Texte fourni ▸
= = =

Les intelligences politiques s’élèvent plus haut encore. Devant nous, cet hiver, dans une maison de Pétrograd, la conversation s’était engagée sur les causes, les origines, la nature de la guerre européenne. Tout à coup, un témoin des événemens passés, un ancien ministre russe, M. de T., homme de haute autorité et d’expérience, laissa tomber ces paroles :

— Cette guerre, pour moi, est une guerre de rédemption : Oui, laissez-moi le dire comme je le pense, moi qui ai vécu ces temps anciens ; la Russie et l’Angleterre rachètent aujourd’hui l’erreur qu’elles ont commise en 1870, en laissant la puissance prussienne grandir sur la défaite de la France.

= = =

Répondez à ces questions d'après le texte fourni :
(a) Dans quelle ville se trouvait la maison où la conversation a eu lieu ?
(b) Quelle fonction M. de T. avait-il exercée ?
(c) Selon M. de T., quels sont les deux pays qui rachètent aujourd'hui leur erreur de 1870 ?
Les enregistrements sont un contenu à part, distinct du texte fourni.

[Entrées enregistrées]
= = =

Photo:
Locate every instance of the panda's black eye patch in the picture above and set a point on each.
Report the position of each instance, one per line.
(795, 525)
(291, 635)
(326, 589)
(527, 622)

= = =

Réponse ▸
(a) À Pétrograd.
(b) Il était ministre russe.
(c) La Russie et l'Angleterre.